◆ DOCUMENT TEXT ◆
* Start *

# Crazy rating system. Rated a 3* by passenger.



## touberornottouber (Aug 12, 2016)

So I'm new and until now my rating has been 5.0. A couple days ago I had this guy come up on pings but he kept canceling when I got him right away. Today about 6 miles away on the other side of the river I got him again. Ok. Whatever. What the heck. I take it. I get there in about 7 minutes. It's a luxury condo building with guards who would not let me in until he called. OK whatever. I didn't cancel and stayed pleasant and got him.

I was nice to him and took him right to his destination and wished him well at the end of the trip.

A few minutes later I see I am now at 4.88. I calculated it and he must have rated me a 3*.

So this is a student and I am guessing he uses Uber about every day to get to class. I'm guessing the reason I got him so far away today was because no one else will take him.

So if he is going to rate me 3* every time I pick him up and do the job no one else evidently will do, then why the hell would I pick this guy up and not just let the ping timeout or cancel on him????

So eventually this guy won't be able to get a ride at all eventually! LOL

Why doesn't Uber start taking into account how picky the passenger is? If the guy 3*'s everyone then why should it count against me? The way I see it, I will be deactivated if I keep picking up this guy! It's crazy!


----------



## Koffee (Sep 2, 2016)

Go back and change his rating to a 1. Request to not be paired with him again and you problem is solved.

Koffee


----------



## touberornottouber (Aug 12, 2016)

Koffee said:


> Go back and change his rating to a 1. Request to not be paired with him again and you problem is solved.
> 
> Koffee


Can you request not to be paired with someone within the app or do you actually have to call Uber? I have no problem with the guy really but if he is going to rate me 3* then LOL why would I take him? It's crazy.


----------



## Koffee (Sep 2, 2016)

touberornottouber said:


> Can you request not to be paired with someone within the app


Yes. go to change his rating and you can either enter a message at the same time, or.. they will auto send you a message to confirm and elaborate if you want to wait for that message. Reply to it with any reason you want and put in your request.

Koffee


----------



## A T (Aug 3, 2016)

Rate his behind a 1. These pax are jerkoffs. If they don't like uber take a cab and pay triple in a dirty run down car.


----------



## touberornottouber (Aug 12, 2016)

Well the thing is I can't be 100% sure it was this guy. It only seems like it.


----------



## A T (Aug 3, 2016)

touberornottouber said:


> Well the thing is I can't be 100% sure it was this guy. It only seems like it.

* End *

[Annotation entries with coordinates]
* Start *

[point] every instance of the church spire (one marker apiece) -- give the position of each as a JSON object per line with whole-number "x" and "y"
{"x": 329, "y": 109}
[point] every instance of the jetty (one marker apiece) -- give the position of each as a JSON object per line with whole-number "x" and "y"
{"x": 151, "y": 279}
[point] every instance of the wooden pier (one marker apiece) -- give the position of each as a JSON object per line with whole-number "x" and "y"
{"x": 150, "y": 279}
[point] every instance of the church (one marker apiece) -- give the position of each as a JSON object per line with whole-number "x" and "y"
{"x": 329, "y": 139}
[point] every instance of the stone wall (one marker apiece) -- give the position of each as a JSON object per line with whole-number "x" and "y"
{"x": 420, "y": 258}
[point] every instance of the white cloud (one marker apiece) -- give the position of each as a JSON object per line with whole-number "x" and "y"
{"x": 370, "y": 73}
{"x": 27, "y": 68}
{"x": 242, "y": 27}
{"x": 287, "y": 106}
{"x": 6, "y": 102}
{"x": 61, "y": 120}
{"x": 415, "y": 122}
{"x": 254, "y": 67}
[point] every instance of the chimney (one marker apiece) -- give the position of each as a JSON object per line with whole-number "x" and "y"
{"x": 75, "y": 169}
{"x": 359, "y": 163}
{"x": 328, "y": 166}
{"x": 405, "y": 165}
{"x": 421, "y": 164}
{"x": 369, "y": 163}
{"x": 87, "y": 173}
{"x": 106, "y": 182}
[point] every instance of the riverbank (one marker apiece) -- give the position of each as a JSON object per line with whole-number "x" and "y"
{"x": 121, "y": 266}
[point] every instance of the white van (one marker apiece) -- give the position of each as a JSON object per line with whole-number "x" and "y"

* End *

◆ SET EXERCISE A ◆
Write out the rideshare rating thread from "# Crazy rating" down to "and got him.".
◆ SET EXERCISE B ◆
In the rideshare rating thread, what did the new driver's rating fall to after the trip with the student?
◆ SET EXERCISE C ◆
Proceed with the rideshare rating thread from the point where it stops.
This data can be left aside.

◆ TASK RESPONSE A ◆
# Crazy rating system. Rated a 3* by passenger.



## touberornottouber (Aug 12, 2016)

So I'm new and until now my rating has been 5.0. A couple days ago I had this guy come up on pings but he kept canceling when I got him right away. Today about 6 miles away on the other side of the river I got him again. Ok. Whatever. What the heck. I take it. I get there in about 7 minutes. It's a luxury condo building with guards who would not let me in until he called. OK whatever. I didn't cancel and stayed pleasant and got him.

◆ TASK RESPONSE B ◆
4.88

◆ TASK RESPONSE C ◆
Just from reading your post it sounds like this rider screwed you over.

Some lowly security guard bothered him and he's mad and nails you for it.

These pax will do anything to screw the driver over and get a free ride while their at it. The ratings system is a freaking joke. I won't even get into that statement anymore than need be.

I will give you this advice. Uber and the pax think they have all the power but remember without you, me and other drivers there is no uber! We have the power!


----------



## Shangsta (Aug 15, 2016)

Some people just dont give five stars. You still have a good rating, you will be fine. Do you recall his rating? Sometimes Pax have low ratings because they give low ratings.


----------



## Atom guy (Jul 27, 2016)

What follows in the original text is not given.